• ENTRIES PROVIDED:

[start]

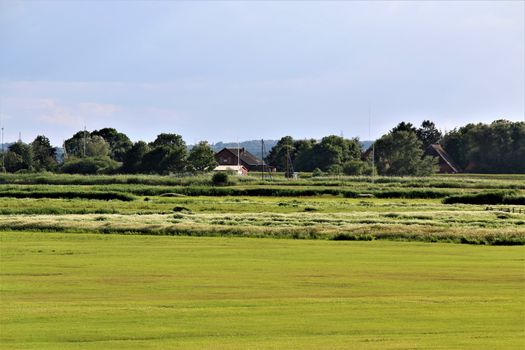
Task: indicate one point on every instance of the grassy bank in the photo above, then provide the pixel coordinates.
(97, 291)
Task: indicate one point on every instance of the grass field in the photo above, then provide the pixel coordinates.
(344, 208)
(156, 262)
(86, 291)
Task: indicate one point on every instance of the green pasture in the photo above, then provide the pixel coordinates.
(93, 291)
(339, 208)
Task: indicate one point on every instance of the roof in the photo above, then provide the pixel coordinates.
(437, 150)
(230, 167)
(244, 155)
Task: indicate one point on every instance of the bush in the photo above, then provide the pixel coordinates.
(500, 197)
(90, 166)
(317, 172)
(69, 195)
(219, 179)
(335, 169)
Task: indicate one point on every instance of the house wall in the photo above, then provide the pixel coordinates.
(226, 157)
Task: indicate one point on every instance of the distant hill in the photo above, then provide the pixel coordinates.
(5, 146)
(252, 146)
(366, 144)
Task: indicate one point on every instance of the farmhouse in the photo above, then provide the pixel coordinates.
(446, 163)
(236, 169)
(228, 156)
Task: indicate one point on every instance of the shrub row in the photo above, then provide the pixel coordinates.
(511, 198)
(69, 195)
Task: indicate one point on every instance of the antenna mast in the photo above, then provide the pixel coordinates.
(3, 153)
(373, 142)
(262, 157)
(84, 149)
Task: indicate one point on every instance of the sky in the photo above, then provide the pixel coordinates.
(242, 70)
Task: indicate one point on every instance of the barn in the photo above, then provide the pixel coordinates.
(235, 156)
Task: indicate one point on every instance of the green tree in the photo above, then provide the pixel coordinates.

[end]
[start]

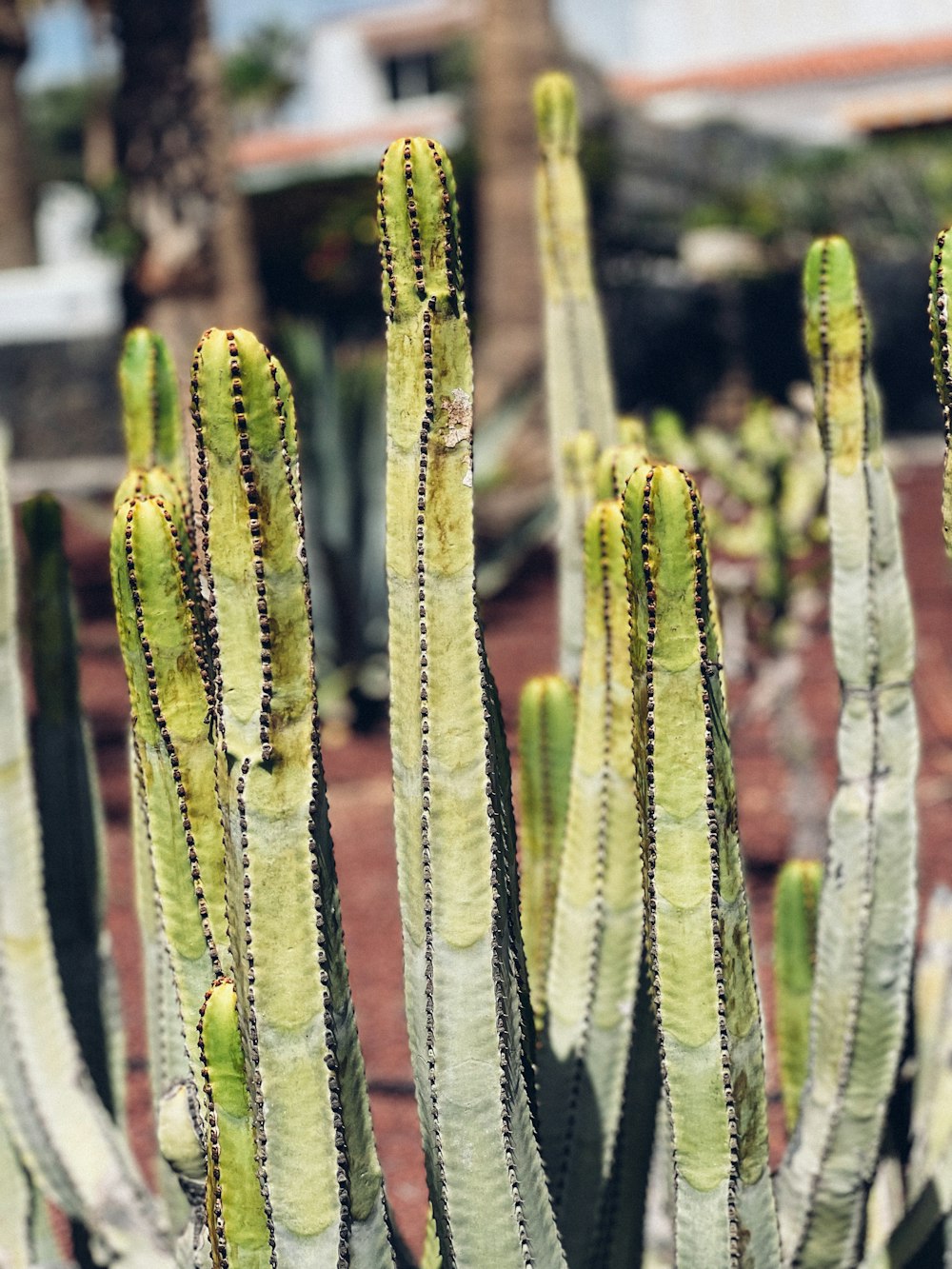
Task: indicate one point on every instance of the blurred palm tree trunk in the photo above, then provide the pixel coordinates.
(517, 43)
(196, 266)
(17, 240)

[end]

• WRITTEN PROBLEM:
Return each line of the material above that contains the word "green". Case matters.

• WORKED SOLUTION:
Task: indicate one point on every instance of the green pasture in the photo above, then provide the pixel coordinates.
Task: indicate one point on every instance of the green tree in the photo above, then provide the pixel coordinates.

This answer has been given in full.